Stored data:
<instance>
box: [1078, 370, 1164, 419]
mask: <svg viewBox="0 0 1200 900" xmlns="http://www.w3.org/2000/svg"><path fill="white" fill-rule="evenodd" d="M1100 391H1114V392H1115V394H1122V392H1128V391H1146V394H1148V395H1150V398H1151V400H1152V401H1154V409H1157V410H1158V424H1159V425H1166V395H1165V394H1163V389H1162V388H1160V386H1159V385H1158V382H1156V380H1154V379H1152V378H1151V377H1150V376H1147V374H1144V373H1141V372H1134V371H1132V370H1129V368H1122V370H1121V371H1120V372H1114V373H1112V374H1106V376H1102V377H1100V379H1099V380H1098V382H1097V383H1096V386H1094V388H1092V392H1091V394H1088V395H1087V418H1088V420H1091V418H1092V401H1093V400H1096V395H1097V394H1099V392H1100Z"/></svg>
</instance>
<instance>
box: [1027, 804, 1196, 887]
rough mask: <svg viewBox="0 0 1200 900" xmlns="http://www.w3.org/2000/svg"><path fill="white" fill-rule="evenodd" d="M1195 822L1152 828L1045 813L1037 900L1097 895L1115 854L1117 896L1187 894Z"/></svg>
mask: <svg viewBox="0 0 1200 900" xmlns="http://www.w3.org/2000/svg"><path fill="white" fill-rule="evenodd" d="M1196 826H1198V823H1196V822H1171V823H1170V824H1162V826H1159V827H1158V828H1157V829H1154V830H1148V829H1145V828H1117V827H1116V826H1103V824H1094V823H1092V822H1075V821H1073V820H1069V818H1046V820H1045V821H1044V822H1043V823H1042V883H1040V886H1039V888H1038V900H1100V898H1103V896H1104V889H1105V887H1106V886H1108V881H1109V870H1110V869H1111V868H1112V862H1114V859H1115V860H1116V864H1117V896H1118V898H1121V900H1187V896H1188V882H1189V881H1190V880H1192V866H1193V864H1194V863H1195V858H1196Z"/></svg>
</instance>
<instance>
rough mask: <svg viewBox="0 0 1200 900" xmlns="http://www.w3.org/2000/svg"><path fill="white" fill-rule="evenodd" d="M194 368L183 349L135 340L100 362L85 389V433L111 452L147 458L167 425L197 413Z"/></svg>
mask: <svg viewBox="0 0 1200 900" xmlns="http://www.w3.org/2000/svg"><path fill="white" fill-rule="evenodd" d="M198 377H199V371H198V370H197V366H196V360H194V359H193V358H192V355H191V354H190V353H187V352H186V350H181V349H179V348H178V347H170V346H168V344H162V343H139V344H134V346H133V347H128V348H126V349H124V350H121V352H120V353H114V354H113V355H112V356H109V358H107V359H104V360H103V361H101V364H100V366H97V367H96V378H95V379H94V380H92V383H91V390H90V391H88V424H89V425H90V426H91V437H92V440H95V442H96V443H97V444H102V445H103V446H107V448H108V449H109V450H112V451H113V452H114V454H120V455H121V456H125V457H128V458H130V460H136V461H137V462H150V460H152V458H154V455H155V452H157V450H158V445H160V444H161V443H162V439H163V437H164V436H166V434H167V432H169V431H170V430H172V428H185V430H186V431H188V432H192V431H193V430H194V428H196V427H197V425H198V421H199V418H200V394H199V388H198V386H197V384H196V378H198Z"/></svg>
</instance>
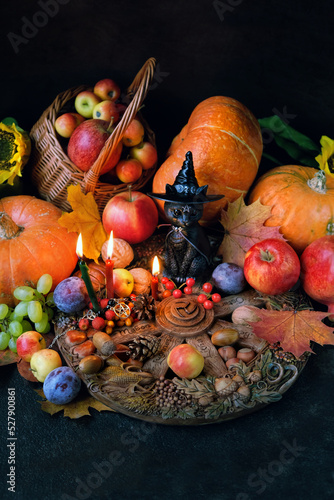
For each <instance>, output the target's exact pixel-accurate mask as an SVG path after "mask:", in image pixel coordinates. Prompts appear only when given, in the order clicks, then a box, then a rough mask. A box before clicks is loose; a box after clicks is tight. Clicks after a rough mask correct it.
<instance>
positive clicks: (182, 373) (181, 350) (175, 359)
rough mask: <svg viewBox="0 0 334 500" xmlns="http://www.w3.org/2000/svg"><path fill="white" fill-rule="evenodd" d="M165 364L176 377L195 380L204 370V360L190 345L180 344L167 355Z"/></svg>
mask: <svg viewBox="0 0 334 500" xmlns="http://www.w3.org/2000/svg"><path fill="white" fill-rule="evenodd" d="M167 364H168V366H169V368H171V369H172V370H173V372H174V373H175V374H176V375H177V376H178V377H181V378H195V377H197V376H198V375H199V374H200V373H201V371H202V370H203V368H204V358H203V356H202V354H201V353H200V352H199V351H198V350H197V349H195V347H193V346H192V345H190V344H180V345H178V346H176V347H174V348H173V349H172V350H171V352H170V353H169V355H168V358H167Z"/></svg>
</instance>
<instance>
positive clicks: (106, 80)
mask: <svg viewBox="0 0 334 500" xmlns="http://www.w3.org/2000/svg"><path fill="white" fill-rule="evenodd" d="M94 94H96V95H97V96H98V97H100V98H101V99H102V100H103V101H106V100H107V101H116V99H118V98H119V96H120V95H121V89H120V88H119V86H118V85H117V83H115V82H114V80H110V78H104V79H103V80H99V81H98V82H97V83H96V84H95V87H94Z"/></svg>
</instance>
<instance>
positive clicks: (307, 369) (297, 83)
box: [0, 0, 334, 500]
mask: <svg viewBox="0 0 334 500" xmlns="http://www.w3.org/2000/svg"><path fill="white" fill-rule="evenodd" d="M42 4H44V5H48V6H49V7H48V8H49V9H51V10H50V11H49V12H51V13H50V14H49V15H47V16H46V17H45V15H44V16H42V17H41V16H40V15H39V14H38V13H40V12H42V11H43V9H42ZM52 5H53V7H52ZM0 23H1V24H0V26H1V32H0V33H1V84H0V86H1V96H2V99H1V109H0V118H1V117H2V118H3V117H5V116H13V117H15V118H16V119H17V120H18V122H19V124H20V125H21V127H23V128H25V129H27V130H29V129H30V128H31V126H32V125H33V124H34V123H35V122H36V121H37V119H38V118H39V117H40V115H41V114H42V112H43V110H44V109H45V108H46V107H48V106H49V105H50V104H51V102H52V101H53V100H54V98H55V96H56V95H57V94H58V93H60V92H62V91H63V90H66V89H68V88H70V87H73V86H77V85H81V84H94V83H95V82H96V81H97V80H99V79H101V78H106V77H110V78H113V79H115V80H116V81H118V82H119V83H120V85H121V86H122V88H124V89H125V88H126V87H127V86H128V85H129V84H130V83H131V81H132V79H133V77H134V76H135V74H136V73H137V71H138V70H139V69H140V68H141V66H142V65H143V63H144V62H145V60H146V59H147V58H149V57H151V56H154V57H155V58H156V59H157V63H158V65H157V72H156V75H155V78H154V80H153V85H152V90H151V91H150V92H149V94H148V96H147V99H146V101H145V117H146V119H147V120H148V122H149V124H150V126H151V128H152V129H153V130H154V131H155V133H156V137H157V145H158V150H159V160H160V161H163V158H164V155H165V153H166V150H167V148H168V146H169V144H170V142H171V140H172V138H173V137H174V135H175V134H176V133H178V131H179V129H180V128H181V127H182V126H183V125H184V124H185V122H186V121H187V119H188V116H189V114H190V112H191V111H192V109H193V108H194V107H195V106H196V104H198V103H199V102H200V101H201V100H203V99H205V98H207V97H209V96H212V95H226V96H230V97H234V98H236V99H238V100H240V101H241V102H242V103H243V104H245V105H246V106H247V107H249V108H250V109H251V110H252V111H253V113H254V114H255V115H256V116H257V117H258V118H260V117H264V116H270V115H272V114H274V113H277V112H278V113H281V114H283V115H284V116H285V118H286V120H288V121H289V123H290V125H291V126H293V127H294V128H296V129H297V130H299V131H300V132H303V133H304V134H306V135H308V136H309V137H311V138H312V139H313V140H314V141H315V142H316V143H318V142H319V140H320V137H321V135H328V136H329V137H334V130H333V129H334V125H333V120H332V116H333V108H334V86H333V72H334V62H333V48H334V47H333V36H332V26H333V9H332V8H331V6H330V2H325V1H318V2H313V1H308V0H291V1H287V0H284V1H280V2H277V1H276V2H275V1H273V0H259V1H250V0H224V1H221V2H212V1H204V0H197V1H196V2H194V1H189V0H186V1H182V2H172V1H165V2H159V3H158V2H156V1H153V0H144V1H140V2H139V1H138V2H130V1H129V0H123V1H116V0H113V1H99V2H97V1H87V0H85V1H79V0H68V1H66V0H62V2H60V1H58V2H56V0H52V1H49V2H47V1H45V2H43V1H42V2H38V1H30V2H24V1H23V0H20V1H18V0H13V1H11V2H7V3H6V8H5V10H3V12H2V15H1V21H0ZM29 23H33V24H32V25H31V24H29ZM36 24H37V25H39V27H37V28H36ZM41 24H45V25H44V26H41ZM28 25H30V28H29V27H27V26H28ZM31 26H32V27H31ZM34 26H35V27H34ZM10 33H12V34H11V35H10ZM18 37H23V38H18ZM272 147H273V144H267V145H266V147H265V149H266V150H267V151H268V152H270V151H269V149H270V148H272ZM268 148H269V149H268ZM284 160H285V158H284V156H283V155H282V161H284ZM261 168H262V169H263V168H267V165H266V164H264V165H263V164H262V166H261ZM316 353H317V354H316V355H314V356H312V358H311V360H310V361H309V363H308V364H307V366H306V369H305V371H304V372H303V374H302V376H301V377H300V379H299V380H298V381H297V383H296V384H295V385H294V386H293V388H292V389H290V391H289V392H288V393H287V394H285V396H284V398H283V399H282V400H281V401H280V402H279V403H275V404H271V405H270V406H269V407H267V408H265V409H263V410H262V411H260V412H257V413H254V414H252V415H250V416H247V417H243V418H241V419H237V420H234V421H232V422H227V423H223V424H219V425H218V424H211V425H208V426H198V427H196V426H195V427H169V426H161V425H157V426H151V425H150V424H144V423H143V422H141V421H139V420H138V421H137V420H135V419H130V418H128V417H125V416H122V415H120V414H113V413H110V412H104V413H101V414H99V413H97V412H96V411H94V410H93V411H92V414H93V416H92V417H83V418H82V419H80V420H77V421H73V420H69V419H68V418H64V417H63V416H62V415H61V414H57V415H55V416H53V417H51V416H50V415H48V414H46V413H43V412H42V411H41V410H40V406H39V403H38V402H37V395H36V394H35V393H34V391H33V388H32V387H31V385H29V383H26V382H25V381H24V380H22V379H21V378H20V377H19V375H18V374H17V372H16V368H15V366H9V367H1V379H0V380H1V390H2V392H3V396H2V403H1V426H2V427H3V428H5V427H6V422H7V389H8V387H14V388H15V389H16V398H17V411H16V424H17V436H18V441H17V449H16V458H17V469H16V471H17V481H16V490H17V492H16V494H15V495H14V494H12V495H10V494H9V493H8V492H7V491H6V485H5V481H6V474H7V473H8V466H7V463H6V460H7V449H6V442H5V439H4V440H2V442H1V456H2V457H3V460H2V463H3V467H2V469H1V484H2V487H1V489H2V492H1V496H2V498H6V499H7V498H17V499H19V500H21V499H24V500H30V499H40V498H41V499H45V500H58V499H60V498H78V499H80V498H82V499H84V498H92V499H100V498H101V499H112V498H118V499H120V500H123V499H124V500H125V499H128V498H133V497H135V498H139V499H144V500H146V499H147V500H151V499H152V500H153V499H154V500H155V499H163V500H165V499H166V500H167V499H170V498H183V499H185V500H188V499H189V500H192V499H196V500H197V499H209V500H225V499H226V500H249V499H252V500H253V499H266V500H267V499H269V498H270V499H273V500H279V499H283V498H284V499H297V498H307V499H308V498H315V499H321V500H323V499H329V498H333V495H334V465H333V464H334V461H333V458H334V453H333V431H332V426H333V409H334V405H333V397H334V383H333V375H334V356H333V348H332V347H323V348H321V347H319V346H316ZM286 444H288V446H292V447H295V450H296V451H295V456H293V455H291V453H290V454H288V455H287V456H288V457H289V459H290V460H289V463H284V464H283V463H282V457H284V456H285V455H284V454H283V452H282V450H284V449H285V448H286ZM296 447H297V448H296ZM115 450H118V452H119V454H120V457H121V459H122V460H123V459H124V463H123V464H122V465H118V466H115V467H114V470H113V472H112V473H111V474H110V476H109V477H108V478H105V479H104V480H103V482H102V483H101V484H100V485H98V486H97V487H96V488H91V490H89V488H88V486H87V480H88V478H89V474H90V473H91V472H92V471H96V469H94V463H95V464H100V463H102V462H103V461H105V460H108V457H109V456H110V453H111V452H113V451H115ZM260 476H261V478H260ZM80 481H81V483H80ZM79 483H80V484H81V489H79V490H77V488H78V487H79V486H78V485H79ZM83 484H85V485H86V486H85V487H84V486H82V485H83ZM84 488H86V489H84ZM65 494H67V495H68V496H66V495H65ZM62 495H65V496H62Z"/></svg>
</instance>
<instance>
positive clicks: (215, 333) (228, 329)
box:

**WHAT IS BEING ASKED:** Copy exactly the lines from the top of the entries through the line with "box: [1027, 804, 1196, 887]" in it, please, keeping both ends and adding nothing.

**WRITTEN RESPONSE:**
<instance>
box: [1078, 370, 1164, 419]
mask: <svg viewBox="0 0 1200 900" xmlns="http://www.w3.org/2000/svg"><path fill="white" fill-rule="evenodd" d="M1100 391H1114V392H1115V394H1122V392H1128V391H1146V394H1148V395H1150V398H1151V400H1152V401H1154V409H1157V410H1158V424H1159V425H1166V395H1165V394H1163V389H1162V388H1160V386H1159V385H1158V382H1156V380H1154V379H1152V378H1151V377H1150V376H1147V374H1144V373H1141V372H1134V371H1132V370H1129V368H1122V370H1121V371H1120V372H1114V373H1112V374H1106V376H1102V377H1100V379H1099V380H1098V382H1097V383H1096V386H1094V388H1092V392H1091V394H1088V395H1087V418H1088V420H1091V418H1092V401H1093V400H1096V395H1097V394H1099V392H1100Z"/></svg>
</instance>
<instance>
box: [1027, 804, 1196, 887]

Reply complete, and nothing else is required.